PAGE EXCERPT
####################

You are not allowed to change the following files: create.c, insert.c, select.c, stats.c, dump.c, hash.h, hash.c, x1.c,
x2.c, x3.c. We supply them when we/you test your files, so any changes you make will be overwritten. Do not include them in the
ass2.tar file. Details on how to build the ass2.tar file are given below.
Note that the create.c, insert.c, select.c, stats.c, dump.c code assumes that you honour the interfaces to the ADTs
defined in the *.[ch] file pairs. If you change the interfaces to data types like bits.h and page.h, then your program will be treated
as incorrect.
Make sure that you read this assignment specification carefully and completely before starting work on the assignment.
Questions which indicate that you haven't done this will simply get the response "Please read the spec".
Note: this assignment does not require you to do anything with PostgreSQL.
Introduction
Signatures are a style of indexing where (in its simplest form) each tuple is associated with a compact representation of its values (i.e.
its signature). Signatures are used in the context of partial-match retrieval queries, and are particularly effective for large tuples.

####################

DATASET CONTENT

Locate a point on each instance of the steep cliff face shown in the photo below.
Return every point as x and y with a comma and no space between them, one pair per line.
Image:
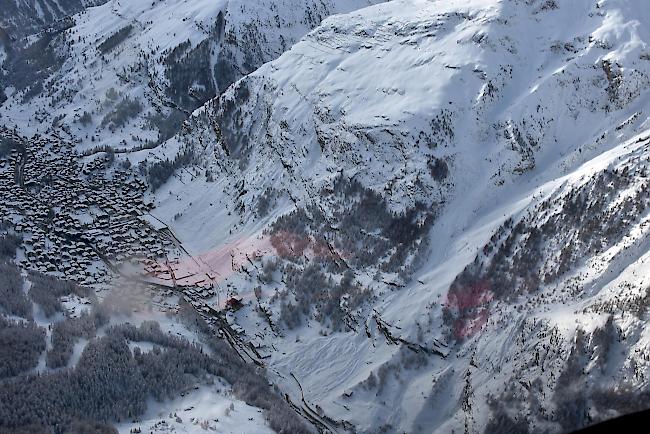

####################

TASK LIST
[a] In the assignment specification, reproduce everything from "Note: this assignment" down to "its values (i.e.".
[b] According to the assignment specification, what response will questions get that show the specification wasn't read?

SOLVED PROBLEMS
[a]
Note: this assignment does not require you to do anything with PostgreSQL.
Introduction
Signatures are a style of indexing where (in its simplest form) each tuple is associated with a compact representation of its values (i.e.

[b] They will get the response "Please read the spec".